In the article about the German Apples Front, write out the part starting with "Meet Germany's response" and going on through "is on rise.", switching "ridiculing" to "mocking".

## Excerpt provided
# # # # # # #

Meet Germany's response to neo-Nazis: The German Apples Front

'We like it when people get confused, this is why we do it,' says leader of political group intent on fighting far-right politics in Germany by ridiculing Nazi political culture. Now, Germany's Apple Front has followers in Hungary, where anti-Semitism is on rise.

Polina Garaev
Published: 04.21.14, 00:25 / Israel Jewish Scene

One clear morning in 2004, an elderly man walking down the streets of the German city Leipzig came across a familiar sight which awoke unpleasant memories of the past: Dozens of demonstrators with a red arm-band with a white circle on it and a black symbol within. He witnessed Nazi demonstrations in his city in the past, but this time he decided to take a stand. He stuck out his leg as the protest's leader passed him by, tripped him and watched with a smile as he fell to the ground.

 

 

The activists’ reaction was handing the old man a flyer. The elderly man walked away, and only after a few dozen feet suddenly noticed: The symbol on the arm of the demonstrators was not a swastika, but an apple.

# # # # # # #

## Given data
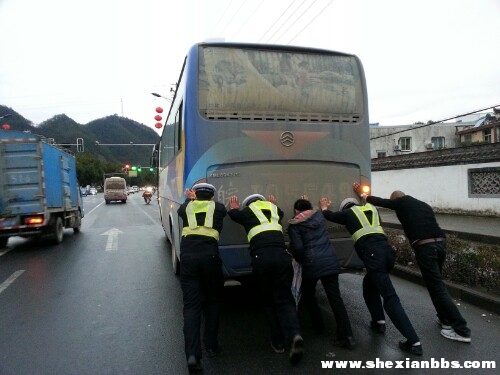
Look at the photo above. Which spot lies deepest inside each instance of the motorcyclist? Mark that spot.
(147, 195)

# # # # # # #

## Reply to the task
Meet Germany's response to neo-Nazis: The German Apples Front

'We like it when people get confused, this is why we do it,' says leader of political group intent on fighting far-right politics in Germany by mocking Nazi political culture. Now, Germany's Apple Front has followers in Hungary, where anti-Semitism is on rise.